(PAGE EXCERPT Opens)

Discussion in 'Alternate History Discussion: After 1900' started by pdf27, Nov 12, 2016.
I think pdf is referring to Beria's pedophilia making him unpleasant to write as 'saving' the USSR.
Unhappily, he is probably not the only leading twentieth century figure to be sexually abnormal (at least by the standards of the time). Mao was reportedly a borderline pedophile as was Charlie Chaplin. Lin Bao a voyeur. Very nasty rumours around Claude Dansey and Terence O'Neill. Sumner Welles and Keynes were promiscuous homosexuals. Lord Louis Mountbatten into gay sado-masochism.Not to mention Hector McDonald as a suspected pedophile. And that's only the ones we know (or suspect) about.
I know you said 'by the standards of the time,' but do you seriously stand by putting homosexuality on the same level as pedophilia? How on earth is Keynes being gay remotely close to Beria's homicidal child abuse?
And why is it something to be 'unhappy' to write about?
I'm not sure why Shawningan wasn't nationalized during WWII iOTL...
Looking longer term, it appears that Quebec will feel less isolated iTTL. With France Stronger, I wonder if they would feel more the Crossroads of the International Entente. But a Liberal France (in Quebec terms) as a Stronger partner might lead to the conflict in Quebec being more directly conservative/liberal rather than focused on independence.

(PAGE EXCERPT Closes)

▸ TASK OBJECTIVE
Please copy out the entire forum thread above, keeping every word and mark unchanged.

(DATA EXTRACT Opens)

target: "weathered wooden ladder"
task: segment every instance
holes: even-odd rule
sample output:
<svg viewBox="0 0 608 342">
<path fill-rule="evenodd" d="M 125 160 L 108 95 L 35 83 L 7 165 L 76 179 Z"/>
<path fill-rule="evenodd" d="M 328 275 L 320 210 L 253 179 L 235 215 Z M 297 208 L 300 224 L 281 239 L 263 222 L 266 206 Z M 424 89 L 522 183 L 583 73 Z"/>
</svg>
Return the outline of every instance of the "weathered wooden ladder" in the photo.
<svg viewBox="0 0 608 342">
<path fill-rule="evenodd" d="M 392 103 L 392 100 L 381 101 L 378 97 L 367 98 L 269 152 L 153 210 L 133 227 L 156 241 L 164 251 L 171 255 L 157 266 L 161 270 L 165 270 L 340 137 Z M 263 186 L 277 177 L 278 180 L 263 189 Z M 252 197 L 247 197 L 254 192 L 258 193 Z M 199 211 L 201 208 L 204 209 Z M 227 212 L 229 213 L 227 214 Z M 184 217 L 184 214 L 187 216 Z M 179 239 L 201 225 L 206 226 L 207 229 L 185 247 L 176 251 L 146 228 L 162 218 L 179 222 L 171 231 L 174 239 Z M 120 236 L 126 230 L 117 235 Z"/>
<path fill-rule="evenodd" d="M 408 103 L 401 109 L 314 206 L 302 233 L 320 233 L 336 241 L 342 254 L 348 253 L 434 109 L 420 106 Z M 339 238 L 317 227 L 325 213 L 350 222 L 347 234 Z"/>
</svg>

(DATA EXTRACT Closes)

▸ SOLUTION FOR THIS PROBLEM
Discussion in 'Alternate History Discussion: After 1900' started by pdf27, Nov 12, 2016.
I think pdf is referring to Beria's pedophilia making him unpleasant to write as 'saving' the USSR.
Unhappily, he is probably not the only leading twentieth century figure to be sexually abnormal (at least by the standards of the time). Mao was reportedly a borderline pedophile as was Charlie Chaplin. Lin Bao a voyeur. Very nasty rumours around Claude Dansey and Terence O'Neill. Sumner Welles and Keynes were promiscuous homosexuals. Lord Louis Mountbatten into gay sado-masochism.Not to mention Hector McDonald as a suspected pedophile. And that's only the ones we know (or suspect) about.
I know you said 'by the standards of the time,' but do you seriously stand by putting homosexuality on the same level as pedophilia? How on earth is Keynes being gay remotely close to Beria's homicidal child abuse?
And why is it something to be 'unhappy' to write about?
I'm not sure why Shawningan wasn't nationalized during WWII iOTL...
Looking longer term, it appears that Quebec will feel less isolated iTTL. With France Stronger, I wonder if they would feel more the Crossroads of the International Entente. But a Liberal France (in Quebec terms) as a Stronger partner might lead to the conflict in Quebec being more directly conservative/liberal rather than focused on independence.